___ DATASET ___

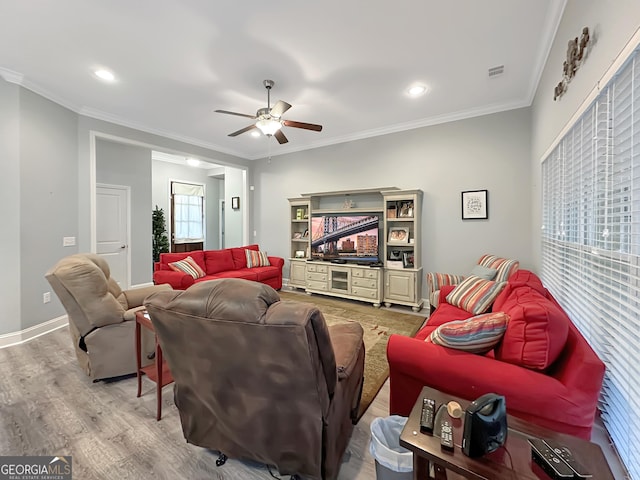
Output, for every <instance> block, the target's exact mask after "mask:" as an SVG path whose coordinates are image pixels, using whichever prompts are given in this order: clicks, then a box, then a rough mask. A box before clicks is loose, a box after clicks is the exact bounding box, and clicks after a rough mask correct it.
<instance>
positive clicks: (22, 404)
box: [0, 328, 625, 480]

___
___ DATASET ___

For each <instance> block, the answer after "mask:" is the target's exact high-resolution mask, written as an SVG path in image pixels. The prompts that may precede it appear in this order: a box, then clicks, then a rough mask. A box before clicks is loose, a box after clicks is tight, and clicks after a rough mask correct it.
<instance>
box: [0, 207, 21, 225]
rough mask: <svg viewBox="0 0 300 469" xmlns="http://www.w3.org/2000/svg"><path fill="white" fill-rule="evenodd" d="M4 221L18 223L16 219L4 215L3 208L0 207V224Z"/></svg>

___

**PROBLEM DETAILS**: How many lines of the records above contain the word "image"? Reply with the number only.

**OUTPUT OF THE EXERCISE**: 2